> ACTION ITEM
Write the entries out exactly. Any images they hold stay out of the copy.

> THE DATA
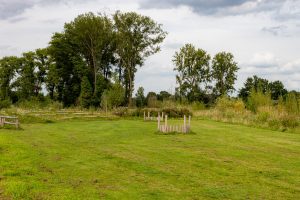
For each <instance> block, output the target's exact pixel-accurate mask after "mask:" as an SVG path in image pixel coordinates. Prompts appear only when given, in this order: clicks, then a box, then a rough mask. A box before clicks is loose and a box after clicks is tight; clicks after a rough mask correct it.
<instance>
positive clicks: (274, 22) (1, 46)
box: [0, 0, 300, 92]
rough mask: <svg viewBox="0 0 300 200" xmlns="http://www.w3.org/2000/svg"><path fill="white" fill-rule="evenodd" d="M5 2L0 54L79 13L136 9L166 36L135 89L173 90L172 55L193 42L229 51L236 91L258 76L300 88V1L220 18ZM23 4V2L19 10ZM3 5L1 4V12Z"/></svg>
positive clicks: (16, 47)
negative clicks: (162, 26) (256, 74)
mask: <svg viewBox="0 0 300 200" xmlns="http://www.w3.org/2000/svg"><path fill="white" fill-rule="evenodd" d="M0 1H1V2H3V1H4V0H0ZM5 1H6V2H8V3H9V2H10V6H9V8H10V9H12V10H14V9H15V10H16V11H14V15H11V14H9V13H8V12H7V13H8V15H9V17H6V18H5V19H4V18H3V16H2V17H1V16H0V27H1V29H0V44H1V46H0V56H7V55H20V54H21V53H22V52H24V51H29V50H34V49H36V48H40V47H45V46H47V44H48V42H49V40H50V38H51V36H52V34H53V33H54V32H58V31H62V29H63V25H64V23H65V22H69V21H71V20H72V19H74V18H75V17H76V16H77V15H78V14H82V13H84V12H89V11H92V12H95V13H97V12H106V13H108V14H110V13H113V12H115V11H116V10H121V11H137V12H139V13H141V14H144V15H148V16H150V17H152V18H153V19H154V20H156V21H158V22H159V23H162V24H163V28H164V29H165V30H166V31H168V32H169V34H168V36H167V38H166V40H165V42H164V43H163V44H162V50H161V52H159V53H158V54H156V55H154V56H151V57H150V58H149V59H148V60H147V62H146V63H145V66H144V67H142V68H141V69H139V70H138V73H137V75H136V81H135V87H136V88H137V87H138V86H143V87H145V89H146V91H147V92H148V91H159V90H169V89H170V88H174V87H175V72H174V71H173V64H172V56H173V55H174V53H175V51H177V50H179V48H180V47H181V46H183V45H184V44H185V43H193V44H194V45H195V46H196V47H198V48H202V49H204V50H206V51H207V52H208V53H209V54H211V56H214V55H215V54H216V53H217V52H220V51H229V52H232V53H233V54H234V56H235V59H236V61H237V62H238V63H239V66H240V68H241V69H240V71H239V74H238V80H237V83H236V87H241V86H242V85H243V82H244V81H245V80H246V78H247V77H248V76H252V75H255V74H257V75H259V76H263V77H265V78H268V79H271V80H276V79H279V80H281V81H283V82H284V83H285V84H286V86H287V87H288V88H289V89H298V90H299V88H300V86H299V85H300V84H299V83H300V81H299V79H300V78H299V77H300V75H299V52H300V26H299V19H300V16H299V8H300V5H299V2H300V1H292V0H291V1H290V0H286V1H282V0H272V1H271V0H262V1H243V2H242V1H241V2H242V3H239V4H237V5H234V4H232V5H231V6H230V8H229V7H226V9H225V10H228V12H230V13H231V14H228V13H227V14H226V13H223V15H222V17H220V16H221V15H220V12H219V13H210V14H209V15H199V12H195V10H193V9H192V8H191V7H188V6H186V5H185V6H175V7H170V6H165V7H163V9H160V8H157V7H158V6H156V8H151V9H149V7H141V6H140V4H139V3H140V2H141V1H144V0H128V1H124V0H111V1H105V0H87V1H83V0H75V1H68V0H54V1H50V0H49V1H48V0H29V1H23V0H5ZM22 2H23V3H24V2H26V5H25V6H23V7H22ZM32 2H33V3H32ZM49 2H50V3H49ZM181 2H182V1H181ZM194 2H196V3H197V2H198V1H194ZM206 2H208V1H206ZM245 2H246V3H245ZM29 3H30V4H29ZM208 3H209V2H208ZM1 5H2V7H1ZM3 5H4V4H0V11H1V9H2V11H3ZM283 5H284V6H283ZM21 7H22V9H20V8H21ZM7 8H8V7H7ZM229 9H231V10H229ZM17 10H18V11H17ZM225 10H224V9H223V11H222V12H225ZM7 13H6V14H5V16H7ZM234 13H235V14H234ZM0 15H1V14H0ZM2 15H4V14H3V13H2ZM1 19H2V20H1ZM276 27H279V28H276ZM264 28H265V31H262V30H263V29H264ZM268 31H269V32H268ZM272 31H273V33H272ZM270 33H271V34H270ZM287 36H288V37H287Z"/></svg>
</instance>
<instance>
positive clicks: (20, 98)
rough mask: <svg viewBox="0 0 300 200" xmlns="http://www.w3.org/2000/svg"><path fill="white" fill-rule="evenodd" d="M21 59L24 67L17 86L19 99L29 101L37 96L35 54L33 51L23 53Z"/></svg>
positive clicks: (17, 89) (18, 74) (16, 85)
mask: <svg viewBox="0 0 300 200" xmlns="http://www.w3.org/2000/svg"><path fill="white" fill-rule="evenodd" d="M21 59H22V65H21V67H20V68H19V70H18V78H17V81H16V86H17V90H18V96H19V99H22V100H29V99H30V98H31V97H33V96H35V94H36V93H35V91H36V88H35V86H36V76H35V69H36V65H35V53H34V52H32V51H30V52H26V53H23V57H22V58H21Z"/></svg>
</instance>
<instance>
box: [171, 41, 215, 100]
mask: <svg viewBox="0 0 300 200" xmlns="http://www.w3.org/2000/svg"><path fill="white" fill-rule="evenodd" d="M209 61H210V56H209V55H208V54H207V53H206V51H204V50H202V49H196V48H195V47H194V46H193V45H192V44H186V45H185V46H184V47H182V48H181V49H180V51H179V52H176V53H175V55H174V59H173V63H174V65H175V68H174V70H175V71H177V72H178V75H176V81H177V83H178V84H179V88H178V89H177V90H178V91H179V93H180V95H181V96H185V97H187V98H188V100H189V101H195V100H197V99H198V98H199V95H200V87H201V84H202V85H207V83H208V81H209V79H210V77H209V71H210V69H209Z"/></svg>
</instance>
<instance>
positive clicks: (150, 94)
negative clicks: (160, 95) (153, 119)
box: [146, 92, 157, 108]
mask: <svg viewBox="0 0 300 200" xmlns="http://www.w3.org/2000/svg"><path fill="white" fill-rule="evenodd" d="M146 101H147V106H148V107H149V108H155V107H157V95H156V93H155V92H149V93H148V94H147V97H146Z"/></svg>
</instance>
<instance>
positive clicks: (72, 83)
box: [46, 33, 91, 106]
mask: <svg viewBox="0 0 300 200" xmlns="http://www.w3.org/2000/svg"><path fill="white" fill-rule="evenodd" d="M77 49H78V47H77V45H75V44H74V43H73V40H72V39H71V38H70V37H67V36H66V34H64V33H55V34H54V35H53V36H52V39H51V41H50V46H49V48H48V52H49V54H50V56H51V58H52V59H53V62H54V63H55V65H54V66H53V65H50V68H49V71H48V72H47V73H48V76H47V82H46V85H47V89H48V91H49V93H50V94H51V93H52V94H53V96H54V92H55V93H56V96H57V97H56V99H57V100H58V101H61V102H63V104H64V106H70V105H74V104H75V103H76V100H77V99H78V98H79V96H80V84H81V80H82V78H83V77H84V76H87V77H90V76H91V75H90V73H89V70H88V66H87V64H86V62H85V60H84V57H83V56H82V55H81V53H80V52H78V50H77Z"/></svg>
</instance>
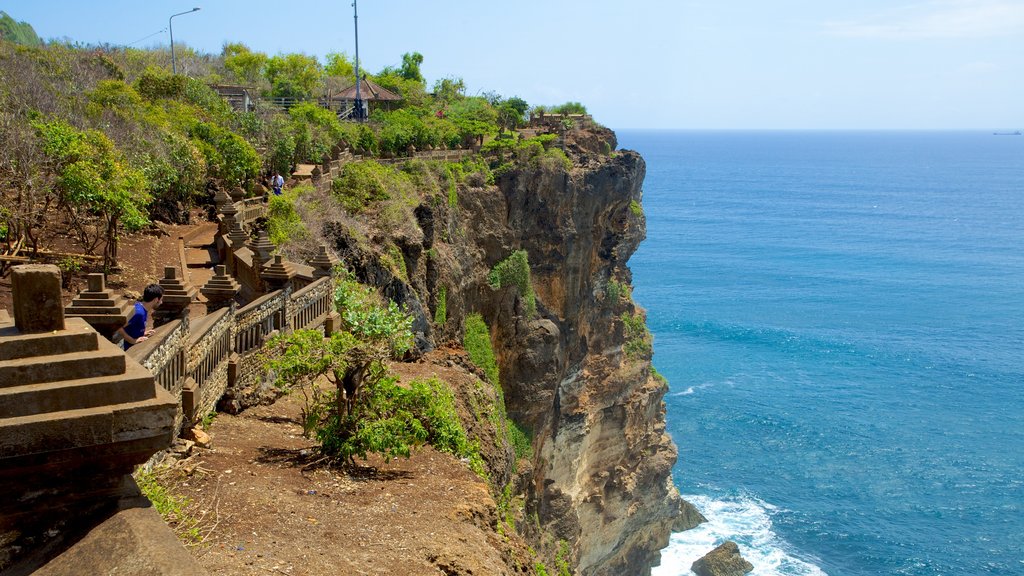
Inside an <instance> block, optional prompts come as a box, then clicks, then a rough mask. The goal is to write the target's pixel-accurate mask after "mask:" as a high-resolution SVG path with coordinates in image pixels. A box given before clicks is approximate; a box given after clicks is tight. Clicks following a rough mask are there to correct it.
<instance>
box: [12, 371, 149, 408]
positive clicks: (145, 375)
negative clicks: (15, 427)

> ANSWER AREA
For each <instance> block, output the target's exact pixel-accurate mask after "mask:" as an SVG path in image pixel coordinates. Prompts appear only when given, in this order: clicks, then a box, then a rough mask. A box before clicks is loose and a box after clicks is tight; clicks after a rough mask correct it.
<instance>
positive clicks: (274, 22) (1, 46)
box: [0, 0, 300, 92]
rough mask: <svg viewBox="0 0 300 200" xmlns="http://www.w3.org/2000/svg"><path fill="white" fill-rule="evenodd" d="M5 2L0 54L79 13L136 9L166 36L135 89L173 90L172 55L193 42L229 51L236 91L258 76L300 88V1L220 18ZM23 4V2L19 10ZM3 5L1 4V12Z"/></svg>
positive clicks: (16, 47)
negative clicks: (162, 26) (256, 74)
mask: <svg viewBox="0 0 300 200" xmlns="http://www.w3.org/2000/svg"><path fill="white" fill-rule="evenodd" d="M0 1H1V2H3V1H4V0H0ZM5 1H6V2H8V3H9V2H10V6H9V8H10V9H12V10H14V9H15V10H16V11H14V15H11V14H9V13H8V12H7V13H8V15H9V17H6V18H5V19H4V18H3V16H2V17H1V16H0V27H1V29H0V44H1V46H0V56H7V55H20V54H21V53H22V52H24V51H29V50H34V49H36V48H40V47H45V46H47V44H48V42H49V40H50V38H51V36H52V34H53V33H54V32H58V31H62V29H63V25H64V23H65V22H69V21H71V20H72V19H74V18H75V17H76V16H77V15H78V14H82V13H84V12H89V11H92V12H95V13H97V12H106V13H108V14H110V13H113V12H115V11H116V10H121V11H137V12H139V13H141V14H144V15H148V16H150V17H152V18H153V19H154V20H156V21H158V22H159V23H162V24H163V28H164V29H165V30H166V31H168V32H169V34H168V36H167V38H166V40H165V42H164V43H163V44H162V50H161V52H159V53H158V54H156V55H154V56H151V57H150V58H149V59H148V60H147V62H146V63H145V66H144V67H142V68H141V69H139V70H138V73H137V75H136V81H135V87H136V88H137V87H138V86H143V87H145V89H146V91H147V92H148V91H159V90H169V89H170V88H174V87H175V72H174V71H173V64H172V56H173V55H174V53H175V51H177V50H179V48H180V47H181V46H183V45H184V44H185V43H193V44H194V45H195V46H196V47H198V48H202V49H204V50H206V51H207V52H208V53H209V54H211V56H214V55H215V54H216V53H217V52H220V51H229V52H232V53H233V54H234V56H235V59H236V61H237V62H238V63H239V66H240V68H241V69H240V71H239V74H238V80H237V83H236V87H241V86H242V85H243V82H244V81H245V80H246V78H247V77H248V76H252V75H255V74H257V75H259V76H263V77H265V78H268V79H271V80H276V79H279V80H281V81H283V82H284V83H285V84H286V86H287V87H288V88H289V89H298V90H299V88H300V86H299V85H300V84H299V83H300V81H299V79H300V78H299V77H300V75H299V52H300V26H299V19H300V16H299V8H300V5H299V2H300V1H292V0H291V1H290V0H286V1H282V0H272V1H271V0H262V1H243V2H242V1H241V2H242V3H239V4H237V5H234V4H232V5H231V6H230V8H229V7H226V9H225V10H228V12H230V13H231V14H228V13H227V14H226V13H223V15H222V17H220V16H221V15H220V12H219V13H210V14H209V15H199V12H195V10H193V9H192V8H191V7H188V6H186V5H185V6H175V7H170V6H165V7H163V9H160V8H157V7H158V6H156V8H151V9H149V7H141V6H140V4H139V3H140V2H141V1H144V0H128V1H124V0H111V1H105V0H87V1H83V0H75V1H68V0H54V1H50V0H49V1H48V0H29V1H23V0H5ZM22 2H23V3H24V2H26V5H25V6H23V7H22ZM32 2H33V3H32ZM49 2H50V3H49ZM181 2H182V1H181ZM194 2H196V3H197V2H198V1H194ZM206 2H208V1H206ZM245 2H246V3H245ZM29 3H30V4H29ZM208 3H209V2H208ZM1 5H2V7H1ZM3 5H4V4H0V11H1V9H2V11H3ZM283 5H284V6H283ZM21 7H22V9H20V8H21ZM7 8H8V7H7ZM229 9H231V10H229ZM17 10H18V11H17ZM225 10H224V9H223V11H222V12H225ZM7 13H6V14H5V16H7ZM234 13H235V14H234ZM0 15H1V14H0ZM2 15H4V14H3V13H2ZM1 19H2V20H1ZM276 27H279V28H276ZM264 28H265V31H262V30H263V29H264ZM268 31H269V32H268ZM272 31H273V33H272ZM270 33H271V34H270ZM287 36H288V37H287Z"/></svg>
</instance>
<instance>
positive clicks: (20, 98)
rough mask: <svg viewBox="0 0 300 200" xmlns="http://www.w3.org/2000/svg"><path fill="white" fill-rule="evenodd" d="M21 59L24 67L17 86L19 99L29 101L37 96L35 54L33 51L23 53Z"/></svg>
positive clicks: (17, 89) (18, 74) (16, 85)
mask: <svg viewBox="0 0 300 200" xmlns="http://www.w3.org/2000/svg"><path fill="white" fill-rule="evenodd" d="M21 59H22V65H21V67H20V68H19V70H18V78H17V81H16V86H17V90H18V96H19V99H22V100H29V99H30V98H31V97H33V96H35V94H36V93H35V91H36V88H35V86H36V76H35V69H36V65H35V53H34V52H32V51H30V52H26V53H23V57H22V58H21Z"/></svg>
</instance>
<instance>
box: [171, 41, 215, 100]
mask: <svg viewBox="0 0 300 200" xmlns="http://www.w3.org/2000/svg"><path fill="white" fill-rule="evenodd" d="M209 61H210V56H209V55H208V54H207V53H206V51H204V50H202V49H196V48H195V47H194V46H193V45H192V44H186V45H185V46H184V47H182V48H181V49H180V51H179V52H176V53H175V55H174V59H173V63H174V65H175V68H174V70H175V71H177V72H178V75H176V81H177V83H178V84H179V88H178V89H177V90H178V91H179V93H180V95H181V96H185V97H187V98H188V100H189V101H195V100H197V99H198V98H199V95H200V87H201V84H202V85H207V83H208V81H209V79H210V77H209V71H210V69H209Z"/></svg>
</instance>
<instance>
positive clicks: (150, 94)
negative clicks: (160, 95) (153, 119)
box: [146, 92, 157, 108]
mask: <svg viewBox="0 0 300 200" xmlns="http://www.w3.org/2000/svg"><path fill="white" fill-rule="evenodd" d="M146 101H147V106H148V107H149V108H155V107H157V95H156V93H155V92H149V93H148V94H147V97H146Z"/></svg>
</instance>
<instance>
positive clicks: (72, 83)
box: [46, 33, 91, 106]
mask: <svg viewBox="0 0 300 200" xmlns="http://www.w3.org/2000/svg"><path fill="white" fill-rule="evenodd" d="M77 49H78V47H77V45H75V44H74V43H73V40H72V39H71V38H70V37H67V36H66V34H64V33H55V34H54V35H53V36H52V39H51V41H50V46H49V48H48V52H49V54H50V56H51V58H52V59H53V62H54V63H55V65H54V66H53V65H50V68H49V71H48V72H47V73H48V76H47V82H46V85H47V89H48V91H49V93H50V94H51V93H52V94H53V96H54V92H55V93H56V96H57V97H56V99H57V100H58V101H61V102H63V104H64V106H70V105H74V104H75V103H76V100H77V99H78V98H79V96H80V84H81V80H82V78H83V77H84V76H87V77H90V76H91V75H90V73H89V70H88V66H87V64H86V62H85V60H84V57H83V56H82V55H81V53H80V52H78V50H77Z"/></svg>
</instance>
Inside an <instance> block, optional prompts come as a box, then clicks, then a rough mask. The goal is to write the target's pixel-accurate mask after "mask:" as a high-resolution SVG path with coordinates in image pixels. A box given before clicks is approximate; a box given after clicks is tight. Clicks following a rough mask are there to correct it.
<instance>
box: [12, 371, 149, 408]
positive clicks: (145, 375)
negative clicks: (15, 427)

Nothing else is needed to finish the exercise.